◆ 提供的文本
★ ★ ★ ★ ★

索引排序

编辑

在 Elasticsearch 中创建新索引时,可以配置每个分片内的段如何排序。默认情况下,Lucene 不应用任何排序。index.sort.* 设置定义了在每个段内对文档进行排序时应使用的字段。

允许对具有嵌套对象的映射应用索引排序,只要 index.sort.* 设置不包含任何嵌套字段即可。

例如,以下示例展示了如何定义单个字段的排序

resp = client.indices.create(
    index="my-index-000001",
    settings={
        "index": {
            "sort.field": "date",
            "sort.order": "desc"
        }
    },
    mappings={
        "properties": {
            "date": {
                "type": "date"
            }
        }
    },
)
print(resp)
response = client.indices.create(
  index: 'my-index-000001',
  body: {
    settings: {
      index: {
        'sort.field' => 'date',
        'sort.order' => 'desc'
      }
    },
    mappings: {
      properties: {
        date: {
          type: 'date'
        }
      }
    }
  }
)
puts response
const response = await client.indices.create({
  index: "my-index-000001",
  settings: {
    index: {
      "sort.field": "date",
      "sort.order": "desc",
    },
  },
  mappings: {
    properties: {
      date: {
        type: "date",
      },
    },
  },
});
console.log(response);
PUT my-index-000001
{
  "settings": {
    "index": {
      "sort.field": "date", 
      "sort.order": "desc"  
    }
  },
  "mappings": {
    "properties": {
      "date": {
        "type": "date"
      }
    }
  }
}

此索引按 date 字段排序

... 降序。

也可以按多个字段对索引进行排序

resp = client.indices.create(
    index="my-index-000001",
    settings={
        "index": {
            "sort.field": [
                "username",
                "date"
            ],
            "sort.order": [
                "asc",
                "desc"
            ]
        }
    },
    mappings={
        "properties": {
            "username": {
                "type": "keyword",
                "doc_values": True
            },
            "date": {
                "type": "date"

★ ★ ★ ★ ★

◆ 提供的数据
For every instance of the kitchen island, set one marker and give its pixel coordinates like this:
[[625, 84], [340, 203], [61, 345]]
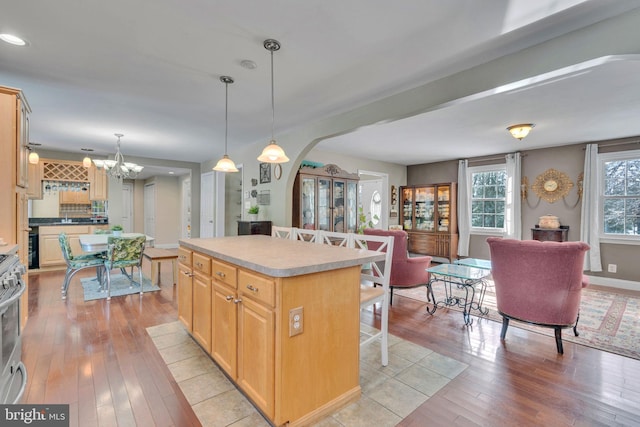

★ ★ ★ ★ ★

◆ 问题详情
请给出索引排序文本在末尾之后的后续内容。 这些数据是单独提供的材料,与索引排序文本相互独立。

◆ 结果
            }
        }
    },
)
print(resp)
response = client.indices.create(
  index: 'my-index-000001',
  body: {
    settings: {
      index: {
        'sort.field' => [
          'username',
          'date'
        ],
        'sort.order' => [
          'asc',
          'desc'
        ]
      }
    },
    mappings: {
      properties: {
        username: {
          type: 'keyword',
          doc_values: true
        },
        date: {
          type: 'date'
        }
      }
    }
  }
)
puts response
const response = await client.indices.create({
  index: "my-index-000001",
  settings: {
    index: {
      "sort.field": ["username", "date"],
      "sort.order": ["asc", "desc"],
    },
  },
  mappings: {
    properties: {
      username: {
        type: "keyword",
        doc_values: true,
      },
      date: {
        type: "date",
      },
    },
  },
});
console.log(response);
PUT my-index-000001
{
  "settings": {
    "index": {
      "sort.field": [ "username", "date" ], 
      "sort.order": [ "asc", "desc" ]       
    }
  },
  "mappings": {
    "properties": {
      "username": {
        "type": "keyword",
        "doc_values": true
      },
      "date": {
        "type": "date"
      }
    }
  }
}

此索引首先按 username 排序,然后按 date 排序

... username 字段为升序,date 字段为降序。

索引排序支持以下设置

index.sort.field
用于对索引进行排序的字段列表。这里只允许使用带有 doc_valuesbooleannumericdatekeyword 字段。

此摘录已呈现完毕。